[EXERCISE OBJECTIVE]: In the records from the start up to and including the line with "240L532 243L533 230L529", switch "fingertip" to "thumb" and leave everything else unchanged. Write those lines out again without the pictures.

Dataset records
## Start

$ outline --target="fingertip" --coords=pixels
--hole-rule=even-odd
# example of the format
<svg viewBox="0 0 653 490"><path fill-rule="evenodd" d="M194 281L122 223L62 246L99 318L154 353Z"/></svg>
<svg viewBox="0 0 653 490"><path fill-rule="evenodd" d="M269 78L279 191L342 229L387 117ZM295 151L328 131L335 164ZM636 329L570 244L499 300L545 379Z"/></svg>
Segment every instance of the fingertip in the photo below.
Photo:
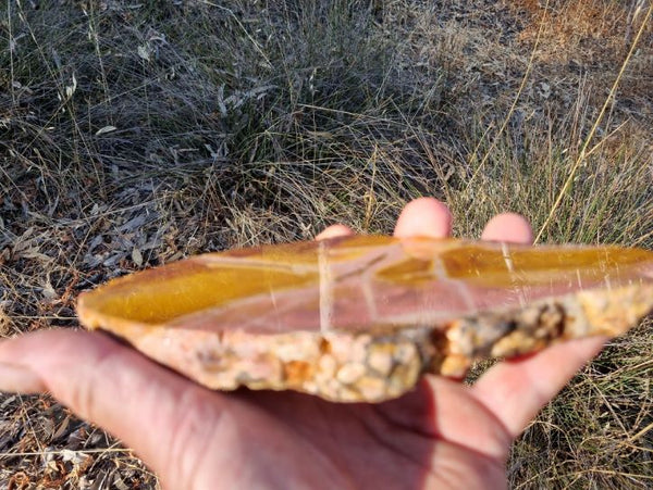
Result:
<svg viewBox="0 0 653 490"><path fill-rule="evenodd" d="M324 228L316 236L316 240L324 240L326 238L346 237L354 235L354 230L346 225L331 225Z"/></svg>
<svg viewBox="0 0 653 490"><path fill-rule="evenodd" d="M434 198L418 198L410 201L399 215L395 237L448 237L452 231L452 213Z"/></svg>
<svg viewBox="0 0 653 490"><path fill-rule="evenodd" d="M481 240L532 243L533 230L529 222L517 213L502 213L488 222Z"/></svg>

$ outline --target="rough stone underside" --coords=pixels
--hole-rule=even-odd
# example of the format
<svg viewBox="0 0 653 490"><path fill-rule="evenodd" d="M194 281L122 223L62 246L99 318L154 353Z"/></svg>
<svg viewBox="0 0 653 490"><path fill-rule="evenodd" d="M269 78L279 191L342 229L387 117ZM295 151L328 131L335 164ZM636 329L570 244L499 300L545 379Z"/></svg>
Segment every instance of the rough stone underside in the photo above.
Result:
<svg viewBox="0 0 653 490"><path fill-rule="evenodd" d="M198 255L79 299L81 321L207 387L380 402L424 373L570 338L653 309L653 253L353 237Z"/></svg>

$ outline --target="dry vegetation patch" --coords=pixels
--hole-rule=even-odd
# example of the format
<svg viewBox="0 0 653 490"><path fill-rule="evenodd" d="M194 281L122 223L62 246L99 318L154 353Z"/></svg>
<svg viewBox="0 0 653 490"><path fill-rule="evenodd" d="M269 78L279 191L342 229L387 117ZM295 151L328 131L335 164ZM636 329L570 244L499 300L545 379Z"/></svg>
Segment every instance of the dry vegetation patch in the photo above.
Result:
<svg viewBox="0 0 653 490"><path fill-rule="evenodd" d="M81 290L192 253L390 233L424 194L458 235L505 210L538 230L560 198L543 241L653 247L646 1L156 4L0 7L3 336L75 327ZM651 328L533 422L512 487L651 485ZM47 397L3 394L0 486L156 478Z"/></svg>

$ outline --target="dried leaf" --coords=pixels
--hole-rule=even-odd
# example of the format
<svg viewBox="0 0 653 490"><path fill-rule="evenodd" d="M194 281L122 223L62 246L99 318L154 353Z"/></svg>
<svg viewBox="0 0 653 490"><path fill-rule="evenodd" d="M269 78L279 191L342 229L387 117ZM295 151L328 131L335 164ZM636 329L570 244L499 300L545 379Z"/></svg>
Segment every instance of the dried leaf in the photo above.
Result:
<svg viewBox="0 0 653 490"><path fill-rule="evenodd" d="M136 264L138 267L143 266L143 254L136 247L134 247L134 250L132 250L132 261L134 261L134 264Z"/></svg>

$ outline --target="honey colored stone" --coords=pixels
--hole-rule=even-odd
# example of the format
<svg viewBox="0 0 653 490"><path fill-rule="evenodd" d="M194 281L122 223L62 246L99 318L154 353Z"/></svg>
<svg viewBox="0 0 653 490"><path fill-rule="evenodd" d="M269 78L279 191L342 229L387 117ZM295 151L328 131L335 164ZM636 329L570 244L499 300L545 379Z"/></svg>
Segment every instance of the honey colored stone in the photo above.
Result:
<svg viewBox="0 0 653 490"><path fill-rule="evenodd" d="M617 336L653 310L653 252L335 238L207 253L79 297L81 322L210 388L380 402L424 373Z"/></svg>

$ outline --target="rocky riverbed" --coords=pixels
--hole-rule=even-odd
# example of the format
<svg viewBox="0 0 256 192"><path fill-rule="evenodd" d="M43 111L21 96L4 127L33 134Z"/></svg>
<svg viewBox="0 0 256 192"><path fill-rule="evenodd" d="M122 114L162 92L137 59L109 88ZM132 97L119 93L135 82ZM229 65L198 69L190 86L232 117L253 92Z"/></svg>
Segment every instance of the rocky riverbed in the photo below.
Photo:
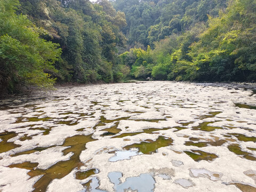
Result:
<svg viewBox="0 0 256 192"><path fill-rule="evenodd" d="M255 87L150 82L2 99L0 191L256 191Z"/></svg>

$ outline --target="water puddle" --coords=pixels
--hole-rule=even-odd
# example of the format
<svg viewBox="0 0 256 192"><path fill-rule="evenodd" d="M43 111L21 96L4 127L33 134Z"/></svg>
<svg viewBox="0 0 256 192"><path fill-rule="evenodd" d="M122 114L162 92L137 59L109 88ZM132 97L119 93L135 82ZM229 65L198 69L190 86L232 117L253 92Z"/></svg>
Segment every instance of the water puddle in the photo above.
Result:
<svg viewBox="0 0 256 192"><path fill-rule="evenodd" d="M172 160L171 161L171 162L172 164L172 165L175 167L179 167L180 166L184 165L183 162L181 161L178 161L178 160Z"/></svg>
<svg viewBox="0 0 256 192"><path fill-rule="evenodd" d="M200 161L204 160L208 162L211 162L215 158L219 157L214 154L211 154L207 152L199 150L191 149L191 151L184 151L187 155L192 158L195 161L198 162Z"/></svg>
<svg viewBox="0 0 256 192"><path fill-rule="evenodd" d="M194 185L192 181L189 179L177 179L174 180L173 183L178 184L185 189L188 189Z"/></svg>
<svg viewBox="0 0 256 192"><path fill-rule="evenodd" d="M93 177L88 182L82 184L85 188L85 191L90 192L107 192L97 188L100 186L99 181L96 177Z"/></svg>
<svg viewBox="0 0 256 192"><path fill-rule="evenodd" d="M165 127L163 129L157 129L157 128L145 129L142 130L143 131L138 132L132 132L132 133L122 133L121 134L119 134L119 135L114 136L111 138L122 138L127 137L127 136L134 136L134 135L136 135L143 133L148 133L148 134L156 134L156 133L159 133L159 132L155 133L155 131L167 130L173 128L175 128L175 127Z"/></svg>
<svg viewBox="0 0 256 192"><path fill-rule="evenodd" d="M124 151L118 150L115 151L115 156L109 158L108 161L110 162L115 162L117 161L131 159L131 157L141 154L142 154L142 153L139 152L138 150L129 150Z"/></svg>
<svg viewBox="0 0 256 192"><path fill-rule="evenodd" d="M156 183L152 175L148 173L127 178L123 183L121 183L119 180L123 177L121 172L110 172L108 177L110 181L115 185L114 189L116 192L123 192L127 190L138 192L153 191Z"/></svg>
<svg viewBox="0 0 256 192"><path fill-rule="evenodd" d="M7 142L9 139L17 135L18 134L14 132L6 131L0 133L0 154L21 146L21 145L15 144L14 142Z"/></svg>
<svg viewBox="0 0 256 192"><path fill-rule="evenodd" d="M256 161L256 157L253 154L242 150L241 148L238 144L230 145L228 146L228 149L234 154L240 156L241 157L250 161Z"/></svg>
<svg viewBox="0 0 256 192"><path fill-rule="evenodd" d="M190 168L189 170L189 175L191 177L196 178L203 177L208 178L213 181L220 180L223 175L221 173L211 172L204 168Z"/></svg>
<svg viewBox="0 0 256 192"><path fill-rule="evenodd" d="M103 116L101 116L100 118L100 121L99 122L99 123L98 123L96 125L95 125L93 126L93 129L94 130L95 130L98 126L105 126L106 123L113 123L115 122L119 122L121 120L127 120L129 118L130 118L130 117L131 117L130 116L118 118L115 119L109 120L109 119L107 119Z"/></svg>
<svg viewBox="0 0 256 192"><path fill-rule="evenodd" d="M173 142L173 141L171 138L159 136L155 141L148 139L140 143L134 143L126 146L123 148L126 150L137 148L140 152L144 154L151 154L152 153L157 153L157 149L161 147L172 145Z"/></svg>
<svg viewBox="0 0 256 192"><path fill-rule="evenodd" d="M89 178L90 176L99 173L99 171L97 169L91 169L84 171L77 171L76 173L76 179L83 180Z"/></svg>

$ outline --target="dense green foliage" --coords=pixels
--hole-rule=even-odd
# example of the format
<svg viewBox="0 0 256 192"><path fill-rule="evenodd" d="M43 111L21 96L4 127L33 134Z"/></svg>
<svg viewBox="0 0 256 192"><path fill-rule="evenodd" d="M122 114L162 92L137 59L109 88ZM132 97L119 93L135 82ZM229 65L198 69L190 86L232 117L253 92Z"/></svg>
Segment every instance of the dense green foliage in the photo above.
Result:
<svg viewBox="0 0 256 192"><path fill-rule="evenodd" d="M256 0L0 1L0 90L256 80Z"/></svg>
<svg viewBox="0 0 256 192"><path fill-rule="evenodd" d="M54 70L61 50L39 38L45 30L15 14L18 5L18 1L0 1L0 90L14 91L20 83L51 87L54 79L44 70Z"/></svg>
<svg viewBox="0 0 256 192"><path fill-rule="evenodd" d="M130 72L117 63L125 17L108 1L0 2L0 89L119 81Z"/></svg>
<svg viewBox="0 0 256 192"><path fill-rule="evenodd" d="M137 29L146 29L143 41L135 37L137 43L132 38L129 43L137 47L153 45L154 49L148 48L145 51L134 48L120 55L121 63L131 67L133 77L145 79L151 76L156 80L176 81L256 80L256 1L134 1L116 0L114 3L117 8L123 7L121 10L127 14L130 28L125 32L128 37L134 37L133 31L141 36L141 31ZM129 4L127 2L133 2L133 5L123 5ZM139 23L144 20L139 19L142 15L138 14L135 19L138 23L131 21L137 14L127 17L132 7L143 13L147 10L155 13L156 11L154 10L159 10L161 6L164 8L158 14L161 16L149 27L144 25L142 27L143 24ZM177 25L172 25L174 19ZM168 33L162 35L164 30Z"/></svg>

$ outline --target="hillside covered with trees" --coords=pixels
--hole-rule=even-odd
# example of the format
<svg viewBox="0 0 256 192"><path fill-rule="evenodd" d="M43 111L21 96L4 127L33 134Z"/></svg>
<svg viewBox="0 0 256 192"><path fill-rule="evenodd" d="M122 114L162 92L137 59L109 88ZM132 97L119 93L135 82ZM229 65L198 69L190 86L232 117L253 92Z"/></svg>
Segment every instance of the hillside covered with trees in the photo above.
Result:
<svg viewBox="0 0 256 192"><path fill-rule="evenodd" d="M255 0L0 1L0 90L256 80Z"/></svg>

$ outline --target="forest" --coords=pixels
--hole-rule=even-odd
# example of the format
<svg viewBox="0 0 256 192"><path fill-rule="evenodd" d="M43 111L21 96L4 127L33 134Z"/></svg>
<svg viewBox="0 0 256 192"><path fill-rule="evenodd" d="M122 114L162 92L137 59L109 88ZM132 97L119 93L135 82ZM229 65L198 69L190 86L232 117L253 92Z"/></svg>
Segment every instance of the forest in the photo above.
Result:
<svg viewBox="0 0 256 192"><path fill-rule="evenodd" d="M256 81L256 0L0 1L0 91Z"/></svg>

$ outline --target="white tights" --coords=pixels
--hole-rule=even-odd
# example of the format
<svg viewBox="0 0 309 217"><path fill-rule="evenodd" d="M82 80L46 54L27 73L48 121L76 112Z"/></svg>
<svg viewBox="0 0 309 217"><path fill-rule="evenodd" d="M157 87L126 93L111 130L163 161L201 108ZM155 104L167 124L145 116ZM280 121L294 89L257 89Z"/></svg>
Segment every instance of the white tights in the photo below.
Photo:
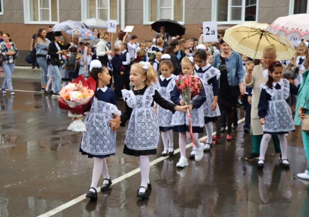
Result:
<svg viewBox="0 0 309 217"><path fill-rule="evenodd" d="M186 137L188 139L191 139L190 133L189 132L179 132L179 148L180 149L180 155L181 156L186 157ZM200 142L198 141L198 134L197 133L193 133L193 140L194 144L197 148L201 147Z"/></svg>
<svg viewBox="0 0 309 217"><path fill-rule="evenodd" d="M96 189L101 173L103 174L104 178L109 179L110 177L109 174L108 174L108 169L107 168L106 160L105 158L94 157L93 170L92 171L92 179L91 185L90 185L91 187L92 187ZM108 181L107 180L104 180L103 183L104 184L107 184ZM95 190L92 189L91 189L89 190L95 192Z"/></svg>
<svg viewBox="0 0 309 217"><path fill-rule="evenodd" d="M267 150L272 135L270 134L265 134L263 135L261 141L261 146L260 151L260 158L259 160L265 160L265 154L266 150ZM287 159L287 142L286 140L286 137L285 134L278 135L278 138L280 142L280 148L281 149L281 154L282 159Z"/></svg>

## End

[FINAL ANSWER]:
$ outline --target="thumb" --coords=pixels
--hole-rule=even-odd
# example of the format
<svg viewBox="0 0 653 490"><path fill-rule="evenodd" d="M194 281L122 223L62 246L99 318L154 353Z"/></svg>
<svg viewBox="0 0 653 490"><path fill-rule="evenodd" d="M269 78L279 191L342 229L387 117ZM295 151L328 131L335 164ZM636 329L570 244L499 300L545 379Z"/></svg>
Segment every instance of the thumb in the photo below.
Photo:
Result:
<svg viewBox="0 0 653 490"><path fill-rule="evenodd" d="M324 228L316 236L316 240L324 240L326 238L346 237L354 235L354 230L346 225L331 225Z"/></svg>
<svg viewBox="0 0 653 490"><path fill-rule="evenodd" d="M434 198L418 198L410 201L399 215L395 237L448 237L452 231L452 213Z"/></svg>
<svg viewBox="0 0 653 490"><path fill-rule="evenodd" d="M481 240L532 243L533 230L529 222L517 213L502 213L488 222Z"/></svg>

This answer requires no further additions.